## Task material
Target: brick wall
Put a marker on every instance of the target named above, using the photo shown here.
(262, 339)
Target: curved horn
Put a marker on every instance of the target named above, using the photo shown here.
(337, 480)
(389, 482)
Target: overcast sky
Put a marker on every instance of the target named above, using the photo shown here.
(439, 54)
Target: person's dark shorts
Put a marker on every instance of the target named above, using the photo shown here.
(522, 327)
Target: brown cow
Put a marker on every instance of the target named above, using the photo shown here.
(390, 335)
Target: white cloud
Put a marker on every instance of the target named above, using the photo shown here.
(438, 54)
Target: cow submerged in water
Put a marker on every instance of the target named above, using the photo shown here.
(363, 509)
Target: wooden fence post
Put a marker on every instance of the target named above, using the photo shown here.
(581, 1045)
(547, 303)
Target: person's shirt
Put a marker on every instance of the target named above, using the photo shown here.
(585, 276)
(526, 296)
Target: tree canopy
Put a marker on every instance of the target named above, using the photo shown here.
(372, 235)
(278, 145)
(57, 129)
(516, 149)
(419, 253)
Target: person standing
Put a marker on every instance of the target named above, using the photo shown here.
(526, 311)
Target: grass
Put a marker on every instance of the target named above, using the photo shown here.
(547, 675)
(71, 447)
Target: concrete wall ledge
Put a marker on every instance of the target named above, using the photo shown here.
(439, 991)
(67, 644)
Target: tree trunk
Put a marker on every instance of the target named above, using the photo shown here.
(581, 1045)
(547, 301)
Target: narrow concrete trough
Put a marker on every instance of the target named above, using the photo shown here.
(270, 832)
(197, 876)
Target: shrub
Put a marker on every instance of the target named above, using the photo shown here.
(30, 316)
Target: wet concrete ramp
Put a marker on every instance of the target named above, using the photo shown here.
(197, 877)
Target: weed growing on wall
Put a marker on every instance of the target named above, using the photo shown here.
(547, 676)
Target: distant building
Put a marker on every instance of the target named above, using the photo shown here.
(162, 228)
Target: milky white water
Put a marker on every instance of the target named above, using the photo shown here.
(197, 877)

...

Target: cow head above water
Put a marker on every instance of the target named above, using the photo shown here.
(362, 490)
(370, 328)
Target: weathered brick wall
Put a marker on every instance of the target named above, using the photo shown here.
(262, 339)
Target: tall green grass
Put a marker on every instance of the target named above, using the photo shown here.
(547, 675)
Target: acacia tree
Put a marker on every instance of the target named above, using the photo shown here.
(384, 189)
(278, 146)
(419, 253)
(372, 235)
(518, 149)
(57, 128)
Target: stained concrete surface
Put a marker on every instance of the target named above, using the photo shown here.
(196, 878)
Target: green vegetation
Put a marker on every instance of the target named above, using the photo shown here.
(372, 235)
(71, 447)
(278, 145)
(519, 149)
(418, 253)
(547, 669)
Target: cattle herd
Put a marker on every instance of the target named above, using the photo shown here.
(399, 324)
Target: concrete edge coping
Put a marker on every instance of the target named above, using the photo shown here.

## Directions for this task
Scan the records for the word "concrete". Copy each line where it turns up.

## Written reply
Target: concrete wall ledge
Target: narrow concrete trough
Target: wet concrete ramp
Target: stained concrete surface
Target: concrete edge coping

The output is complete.